The search for an aviation company to invest in SAA is at the heart of the latest plan to revive the airline, which was surviving on government support even before the onset of the Covid-19 pandemic brought a halt to all commercial flights in March. Ethiopian Airlines Group has regularly expressed interest in the company, though it is reluctant to commit financing and talks with the government have failed to lead to a deal.
SAA’s reliance on state-backed loan guarantees had enabled debt to rise sixfold to R12bn ($782mn) between 2011 and 2019, said Dongwana, who was brought in when the airline was placed in bankruptcy protection almost a year ago. That was costing the company R1.3bn in annual interest payments, he said.
At the same time, SAA has had nine permanent or acting chief executive officers over a 10-year period and was embroiled in various corruption scandals during the presidency of Jacob Zuma, which ended in 2018.
South African Finance Minister Tito Mboweni approved a bailout of about R10.5bn in his October budget statement, a move that was heavily criticized given the economic devastation brought by the coronavirus pandemic and the funding needs of the country’s crucial national power utility.
“No strategic-equity partner wants to deal with legacy issues of SAA, nor any potential investee for that matter,” Dongwana said.
Still, SAA is potentially viable, he said. “The airline has a good route network and is dominant in the African market,” he said. “SAA still has some very profitable landing slots at prime destinations, enabling it to compete with other international commercial airlines.”

## REQUIRED WORK
1. In the text about SAA, how many chief executive officers did the airline have over a 10-year period?
2. Write out the part of the SAA text that opens with the words "South African Finance" and closes with "national power utility.", replacing "heavily criticized" with "widely criticized".

## EXTRACTED ENTRIES
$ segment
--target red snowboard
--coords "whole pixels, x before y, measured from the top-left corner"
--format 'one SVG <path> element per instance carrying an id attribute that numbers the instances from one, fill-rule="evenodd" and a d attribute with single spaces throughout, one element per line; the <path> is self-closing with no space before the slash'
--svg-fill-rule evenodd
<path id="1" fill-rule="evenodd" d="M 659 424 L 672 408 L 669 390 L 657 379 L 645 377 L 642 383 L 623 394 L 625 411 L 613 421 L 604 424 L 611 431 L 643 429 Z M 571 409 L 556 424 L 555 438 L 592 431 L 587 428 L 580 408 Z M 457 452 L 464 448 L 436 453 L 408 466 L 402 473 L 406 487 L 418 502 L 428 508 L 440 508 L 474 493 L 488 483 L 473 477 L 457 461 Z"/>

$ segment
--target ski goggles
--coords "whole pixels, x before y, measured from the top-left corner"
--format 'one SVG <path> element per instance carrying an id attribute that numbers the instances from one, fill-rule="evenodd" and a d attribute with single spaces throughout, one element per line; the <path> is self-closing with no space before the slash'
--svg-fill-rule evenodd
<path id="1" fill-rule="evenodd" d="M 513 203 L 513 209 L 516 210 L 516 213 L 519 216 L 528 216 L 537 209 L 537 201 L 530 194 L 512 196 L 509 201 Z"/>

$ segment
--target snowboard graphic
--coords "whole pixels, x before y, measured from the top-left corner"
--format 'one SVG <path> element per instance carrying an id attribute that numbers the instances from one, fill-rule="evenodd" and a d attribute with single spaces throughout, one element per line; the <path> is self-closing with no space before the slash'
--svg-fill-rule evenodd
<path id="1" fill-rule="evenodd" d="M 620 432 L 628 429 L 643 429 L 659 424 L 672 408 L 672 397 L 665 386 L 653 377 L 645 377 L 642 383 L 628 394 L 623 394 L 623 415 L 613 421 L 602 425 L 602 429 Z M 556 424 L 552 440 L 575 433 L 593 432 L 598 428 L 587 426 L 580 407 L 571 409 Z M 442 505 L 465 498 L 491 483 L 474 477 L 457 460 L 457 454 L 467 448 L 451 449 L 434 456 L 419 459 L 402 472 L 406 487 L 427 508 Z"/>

## SOLUTIONS BELOW
1. Nine permanent or acting chief executive officers.

2.
South African Finance Minister Tito Mboweni approved a bailout of about R10.5bn in his October budget statement, a move that was widely criticized given the economic devastation brought by the coronavirus pandemic and the funding needs of the country’s crucial national power utility.